◆ **TASK INSTRUCTIONS**: The records that follow are to be repeated in full, with no pictures retained.

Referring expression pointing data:

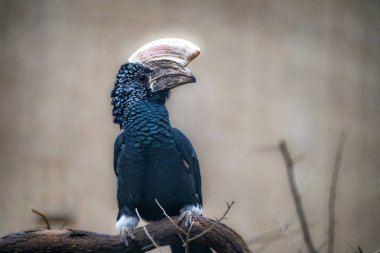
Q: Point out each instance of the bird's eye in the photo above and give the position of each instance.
(143, 78)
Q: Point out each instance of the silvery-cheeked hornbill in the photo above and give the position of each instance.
(152, 160)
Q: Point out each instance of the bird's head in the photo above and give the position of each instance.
(150, 73)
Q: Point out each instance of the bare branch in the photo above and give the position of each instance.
(43, 216)
(296, 196)
(170, 219)
(334, 183)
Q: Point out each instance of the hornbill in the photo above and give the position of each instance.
(152, 160)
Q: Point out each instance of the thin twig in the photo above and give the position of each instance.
(43, 216)
(167, 216)
(172, 221)
(147, 233)
(296, 196)
(216, 222)
(334, 183)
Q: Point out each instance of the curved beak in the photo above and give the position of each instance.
(168, 74)
(167, 58)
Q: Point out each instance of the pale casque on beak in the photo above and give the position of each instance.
(167, 58)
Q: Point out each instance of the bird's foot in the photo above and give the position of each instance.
(126, 225)
(187, 218)
(127, 235)
(188, 212)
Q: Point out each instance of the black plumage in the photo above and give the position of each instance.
(152, 160)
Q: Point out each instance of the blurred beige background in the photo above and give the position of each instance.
(303, 71)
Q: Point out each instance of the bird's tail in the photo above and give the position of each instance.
(193, 248)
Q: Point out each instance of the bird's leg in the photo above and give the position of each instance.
(126, 225)
(188, 212)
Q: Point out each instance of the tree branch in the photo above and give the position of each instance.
(296, 197)
(221, 238)
(334, 183)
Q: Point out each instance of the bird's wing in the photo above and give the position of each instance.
(119, 143)
(190, 157)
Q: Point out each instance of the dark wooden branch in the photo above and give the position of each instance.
(334, 183)
(296, 196)
(221, 238)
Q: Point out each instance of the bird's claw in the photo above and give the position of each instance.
(127, 235)
(187, 218)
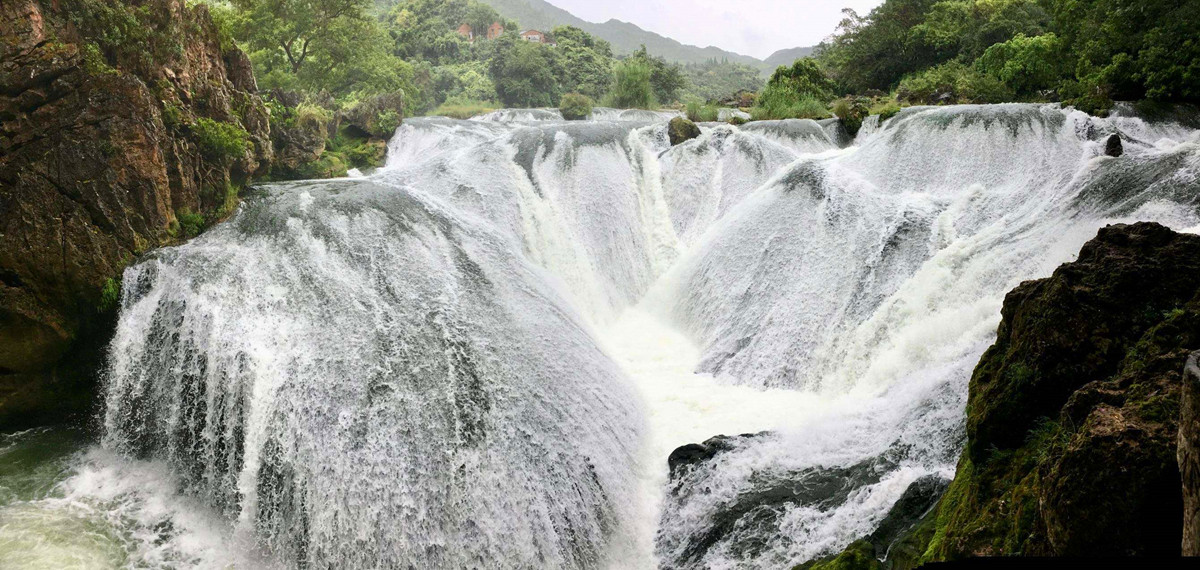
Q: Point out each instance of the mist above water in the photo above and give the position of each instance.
(480, 355)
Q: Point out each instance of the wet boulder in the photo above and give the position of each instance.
(681, 130)
(1113, 147)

◆ **SOLUTION TO THE EXERCISE**:
Q: Point out each instance of the bird's eye in the photo above and give the position of each instance.
(143, 78)
Q: Point out each instance of the silvery-cheeked hornbill in the photo above and give the position of each instance.
(152, 160)
Q: Point out each instance of the bird's head in the photo above and give the position of each instance.
(150, 73)
Q: Point out each instance of the bare branch in the photo above and give the position of each instance.
(43, 216)
(296, 196)
(170, 219)
(334, 183)
Q: Point out each instance of the hornbill in the photo above and give the position of each instance.
(152, 160)
Q: Point out each instance of the thin twig in the photo above and give the position of each instance.
(43, 216)
(167, 216)
(172, 221)
(147, 233)
(296, 196)
(216, 222)
(334, 183)
Q: Point out each instance of the curved beak in the photo above and give the position of each instance.
(168, 74)
(167, 58)
Q: Point out each instance of the pale casque on beak in the photo above and give the position of each instance.
(167, 58)
Q: Point out each instance of the bird's foot in the photo above and give the position of each instance.
(126, 225)
(187, 218)
(127, 235)
(188, 212)
Q: Point out each instance of the black plumage in the photo above and give the position of each instance.
(152, 160)
Q: Point out each instance of the blurred beige background in the photo above and give the position of each instance.
(303, 71)
Q: Point out each instance of the bird's tail in the photo above and give the position of each instance.
(193, 248)
Q: Point out each instance of the bird's leg in the photo above and give the position of each instance.
(126, 225)
(188, 212)
Q: Point out each instance of the tree branch in the photo above and give the position of each instance.
(296, 197)
(221, 238)
(334, 183)
Q: Point out each instance of the bird's wing in the photo above and give the position of each instance.
(119, 143)
(190, 157)
Q: Point out each instance of the dark wooden branch in the photo above and give the position of each instance.
(334, 183)
(296, 196)
(221, 238)
Q: Point out each instance of the bird's claw in the photo above and give the position of each instance.
(127, 235)
(187, 218)
Q: Point out each instance of the mist above water in the photo above and give the position of each instance.
(480, 355)
Q: Point out each instance of the wet boulder in the photo above and give the position of each instance.
(681, 130)
(1113, 147)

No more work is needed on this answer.